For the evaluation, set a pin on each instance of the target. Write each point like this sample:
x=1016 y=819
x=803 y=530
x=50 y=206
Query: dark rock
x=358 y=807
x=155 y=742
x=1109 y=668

What needs to be done:
Copy the records above word for word, changing nothing.

Result of the task:
For the evaluation, set a pin on each instance of the target. Write each point like this sample:
x=1016 y=819
x=803 y=530
x=50 y=206
Query: dark rock
x=358 y=807
x=155 y=742
x=1109 y=668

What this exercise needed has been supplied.